» Document extract
---

Have you ever felt grumpy or bloated or had bad headaches right before you get your period? If your answer is “yes,” then you know what premenstrual syndrome feels like.
Premenstrual syndrome, also called PMS, is a group of symptoms that show up during the second half of your menstrual cycle – usually after ovulation. PMS can make you feel grumpy, anxious, depressed, uptight, and emotional. You might even have trouble staying focused.
Your body may also feel different. Common physical symptoms include:
- A feeling of fullness in your lower belly
- Weight gain, usually because you body is holding on to water
- Tender or painful breasts
- Feeling tired
- Feeling like you can’t have a bowel movement, and
- Swelling in your lower belly or your hands and feet
Doctors don’t know exactly what causes PMS. But it might have something to do with the way your hormones affect chemicals made in your brain. Doctors and scientists are working to figure out the cause of PMS.
Premenstrual syndrome is really common. It is estimated that at least half of all women get PMS sometime during their reproductive years, or when they are still having periods.
You can help your health care provider make a diagnosis of PMS by keeping track of your periods and your symptoms. Get a calendar and write down when you have symptoms and when your periods start and stop over several months in a row. If all of your symptoms always happen around 2 weeks before your period and then go away during or after your period, then you probably have PMS. There aren’t any blood tests or other tests that can diagnose PMS.

---

» Extracted records
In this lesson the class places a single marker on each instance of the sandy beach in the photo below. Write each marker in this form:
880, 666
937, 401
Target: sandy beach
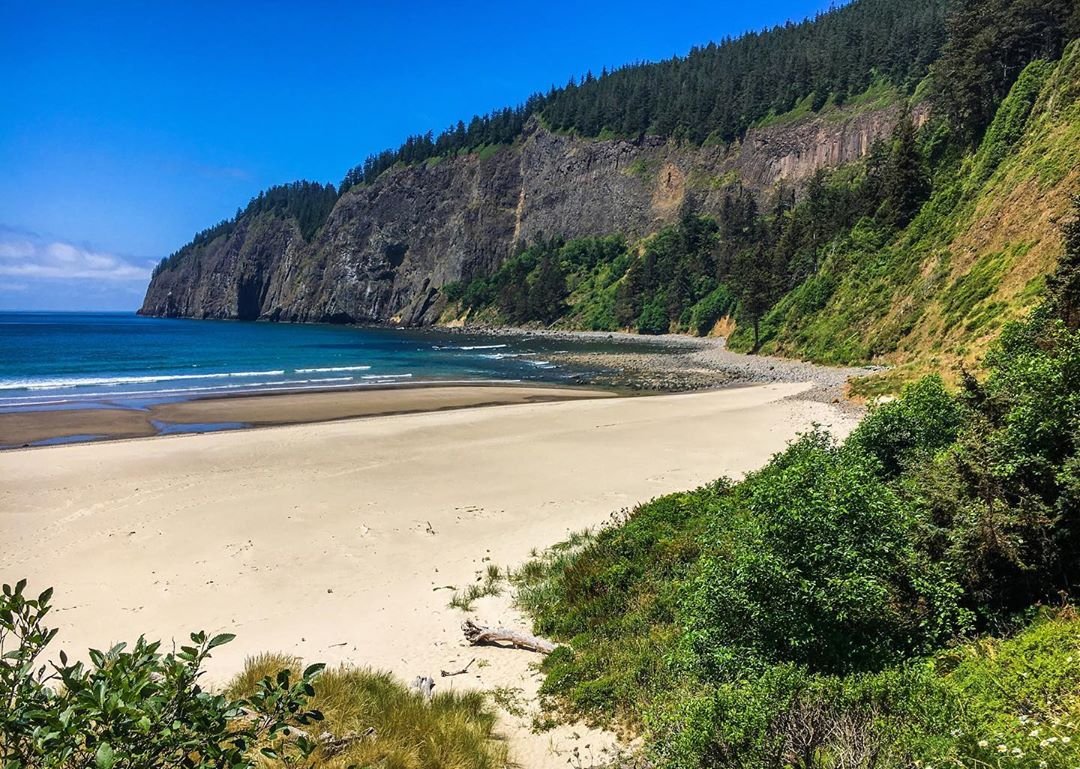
28, 427
337, 541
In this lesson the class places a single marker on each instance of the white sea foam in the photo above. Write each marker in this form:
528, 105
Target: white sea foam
332, 369
469, 347
170, 392
67, 382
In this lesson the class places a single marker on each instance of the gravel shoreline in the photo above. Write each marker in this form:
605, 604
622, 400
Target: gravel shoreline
686, 364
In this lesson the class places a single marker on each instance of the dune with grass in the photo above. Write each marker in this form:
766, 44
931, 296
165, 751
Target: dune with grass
347, 542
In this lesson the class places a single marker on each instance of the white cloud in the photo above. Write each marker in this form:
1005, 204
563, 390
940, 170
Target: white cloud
32, 259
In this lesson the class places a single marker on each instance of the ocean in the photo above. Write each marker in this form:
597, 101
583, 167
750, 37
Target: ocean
59, 360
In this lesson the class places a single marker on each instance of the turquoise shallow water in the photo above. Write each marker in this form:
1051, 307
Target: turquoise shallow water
78, 360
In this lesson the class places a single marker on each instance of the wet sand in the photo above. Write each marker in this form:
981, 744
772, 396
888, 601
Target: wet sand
21, 428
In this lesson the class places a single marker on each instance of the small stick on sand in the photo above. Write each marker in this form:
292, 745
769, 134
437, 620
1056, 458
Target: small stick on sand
499, 636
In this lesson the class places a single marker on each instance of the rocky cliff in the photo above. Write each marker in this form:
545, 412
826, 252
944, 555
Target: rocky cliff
388, 247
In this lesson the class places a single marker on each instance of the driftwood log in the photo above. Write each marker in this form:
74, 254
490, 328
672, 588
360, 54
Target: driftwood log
502, 636
424, 685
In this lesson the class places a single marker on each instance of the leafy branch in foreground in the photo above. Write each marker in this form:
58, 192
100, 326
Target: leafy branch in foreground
136, 707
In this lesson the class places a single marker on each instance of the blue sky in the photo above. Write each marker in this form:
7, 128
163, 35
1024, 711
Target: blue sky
127, 126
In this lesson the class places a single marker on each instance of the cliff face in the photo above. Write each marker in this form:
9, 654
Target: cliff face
387, 248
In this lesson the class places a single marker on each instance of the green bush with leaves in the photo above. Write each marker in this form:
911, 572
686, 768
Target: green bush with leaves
137, 707
814, 565
821, 611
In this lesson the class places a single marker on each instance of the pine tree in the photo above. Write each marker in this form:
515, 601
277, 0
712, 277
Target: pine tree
904, 184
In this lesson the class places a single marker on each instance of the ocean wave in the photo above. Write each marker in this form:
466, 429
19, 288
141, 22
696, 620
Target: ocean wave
259, 389
68, 382
332, 369
469, 347
172, 392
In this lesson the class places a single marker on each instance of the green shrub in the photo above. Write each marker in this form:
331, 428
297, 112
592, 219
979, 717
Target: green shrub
814, 565
926, 419
653, 319
137, 707
711, 308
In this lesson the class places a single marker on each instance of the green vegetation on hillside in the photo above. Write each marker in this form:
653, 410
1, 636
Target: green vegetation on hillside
138, 707
307, 203
716, 91
835, 608
919, 254
700, 269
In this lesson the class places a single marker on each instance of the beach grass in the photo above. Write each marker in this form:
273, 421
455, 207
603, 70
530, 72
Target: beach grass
397, 727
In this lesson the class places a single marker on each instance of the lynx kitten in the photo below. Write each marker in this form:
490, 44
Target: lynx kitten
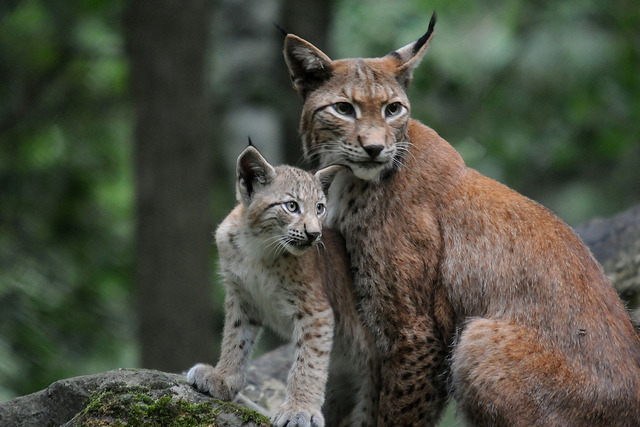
281, 269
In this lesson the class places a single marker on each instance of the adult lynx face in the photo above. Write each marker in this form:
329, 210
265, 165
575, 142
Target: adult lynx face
356, 112
468, 287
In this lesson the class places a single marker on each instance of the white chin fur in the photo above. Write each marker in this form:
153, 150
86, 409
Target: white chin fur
295, 250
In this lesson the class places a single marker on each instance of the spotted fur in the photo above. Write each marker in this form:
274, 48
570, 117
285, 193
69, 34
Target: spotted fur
281, 269
469, 288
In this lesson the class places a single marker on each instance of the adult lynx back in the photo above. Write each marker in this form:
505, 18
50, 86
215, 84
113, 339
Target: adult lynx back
469, 287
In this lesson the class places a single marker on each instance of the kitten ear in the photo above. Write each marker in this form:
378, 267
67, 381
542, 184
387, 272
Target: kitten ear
252, 170
326, 175
409, 56
308, 66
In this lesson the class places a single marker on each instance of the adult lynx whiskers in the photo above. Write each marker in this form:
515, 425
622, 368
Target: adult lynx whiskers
469, 288
281, 269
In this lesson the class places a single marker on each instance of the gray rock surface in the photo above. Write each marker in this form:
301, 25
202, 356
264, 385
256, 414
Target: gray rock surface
144, 396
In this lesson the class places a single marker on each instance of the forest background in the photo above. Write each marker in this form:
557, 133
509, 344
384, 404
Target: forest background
120, 123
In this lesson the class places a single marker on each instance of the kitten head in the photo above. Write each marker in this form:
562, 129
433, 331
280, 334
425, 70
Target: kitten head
356, 111
284, 207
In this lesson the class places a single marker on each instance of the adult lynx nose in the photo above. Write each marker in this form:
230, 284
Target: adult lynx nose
373, 150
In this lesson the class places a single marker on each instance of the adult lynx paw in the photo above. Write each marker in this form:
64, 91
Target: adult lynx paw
295, 416
207, 380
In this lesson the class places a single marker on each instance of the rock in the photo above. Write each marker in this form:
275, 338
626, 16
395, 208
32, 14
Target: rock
615, 242
143, 397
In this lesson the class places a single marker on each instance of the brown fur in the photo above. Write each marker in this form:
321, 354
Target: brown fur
470, 288
282, 270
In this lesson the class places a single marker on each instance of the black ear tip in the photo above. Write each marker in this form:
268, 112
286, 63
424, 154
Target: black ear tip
432, 21
422, 40
282, 30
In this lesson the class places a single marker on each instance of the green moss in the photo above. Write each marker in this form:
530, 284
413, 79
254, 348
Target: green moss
122, 405
247, 415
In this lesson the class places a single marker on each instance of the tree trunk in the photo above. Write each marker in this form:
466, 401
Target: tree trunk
310, 22
166, 43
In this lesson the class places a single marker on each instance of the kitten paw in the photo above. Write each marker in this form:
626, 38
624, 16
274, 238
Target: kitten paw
207, 380
294, 416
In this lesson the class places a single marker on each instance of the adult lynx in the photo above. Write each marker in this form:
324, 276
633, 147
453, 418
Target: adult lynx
469, 287
272, 277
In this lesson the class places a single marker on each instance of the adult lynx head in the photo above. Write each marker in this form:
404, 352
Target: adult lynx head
355, 111
283, 207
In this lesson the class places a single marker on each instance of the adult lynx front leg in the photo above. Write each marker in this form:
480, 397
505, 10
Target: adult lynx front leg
239, 334
413, 387
308, 375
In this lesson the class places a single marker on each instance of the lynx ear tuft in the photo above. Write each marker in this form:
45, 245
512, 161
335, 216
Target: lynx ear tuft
326, 175
252, 171
409, 56
308, 66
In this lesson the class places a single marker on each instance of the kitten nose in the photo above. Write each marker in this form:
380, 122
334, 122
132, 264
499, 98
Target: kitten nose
312, 235
373, 150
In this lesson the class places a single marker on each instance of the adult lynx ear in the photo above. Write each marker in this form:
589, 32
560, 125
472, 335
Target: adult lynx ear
326, 175
308, 66
409, 56
252, 171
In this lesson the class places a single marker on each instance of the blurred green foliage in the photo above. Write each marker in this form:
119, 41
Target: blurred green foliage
66, 190
543, 96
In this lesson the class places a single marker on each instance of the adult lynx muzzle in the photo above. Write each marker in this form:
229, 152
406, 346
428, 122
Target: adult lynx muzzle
469, 288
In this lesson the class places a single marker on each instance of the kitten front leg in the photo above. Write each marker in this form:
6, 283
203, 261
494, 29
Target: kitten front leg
239, 334
313, 335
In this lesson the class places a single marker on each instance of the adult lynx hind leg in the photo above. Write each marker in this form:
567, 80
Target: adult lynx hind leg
504, 374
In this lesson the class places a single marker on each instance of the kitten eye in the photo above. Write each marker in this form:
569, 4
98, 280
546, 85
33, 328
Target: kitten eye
292, 207
345, 109
393, 109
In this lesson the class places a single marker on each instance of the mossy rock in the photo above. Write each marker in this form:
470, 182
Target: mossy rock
136, 397
120, 404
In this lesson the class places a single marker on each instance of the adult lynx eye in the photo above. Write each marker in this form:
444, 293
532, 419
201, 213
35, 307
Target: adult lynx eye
345, 109
393, 109
292, 207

---

» Problems to work on
[1] In the text about premenstrual syndrome, what share of women is estimated to get PMS at some point during their reproductive years?
[2] From the text about premenstrual syndrome, repeat the passage word for word, starting with "You can help" and going on through "can diagnose PMS.".
[3] Carry on the text about premenstrual syndrome from the point where it stops.

» Answers for the tasks
[1] At least half of all women.

[2]
You can help your health care provider make a diagnosis of PMS by keeping track of your periods and your symptoms. Get a calendar and write down when you have symptoms and when your periods start and stop over several months in a row. If all of your symptoms always happen around 2 weeks before your period and then go away during or after your period, then you probably have PMS. There aren’t any blood tests or other tests that can diagnose PMS.

[3]
Living With PMS
PMS symptoms can be very mild or really strong. You do not have to have all the symptoms to have PMS. Some months, your PMS may be mild and barely noticeable. But other times your PMS may be more severe.
You can get PMS at any age after your periods begin. You might find that it is strongest in your younger years. Or, you may not get any PMS symptoms until you are in your 40s. When your body starts preparing for menopause, your PMS symptoms are likely to get worse. This period is called perimenopause and usually starts in your late 40s. After you reach menopause you won’t have PMS because you no longer have your period.
Mild PMS symptoms are easy to handle. But, strong PMS symptoms can sometimes cause problems in your family life, your friendships, and your ability to work.
There is also a serious form of PMS called premenstrual dysphoric disorder, or PMDD. If you think your symptoms are serious or causing problems in your life, you should talk with your health care provider.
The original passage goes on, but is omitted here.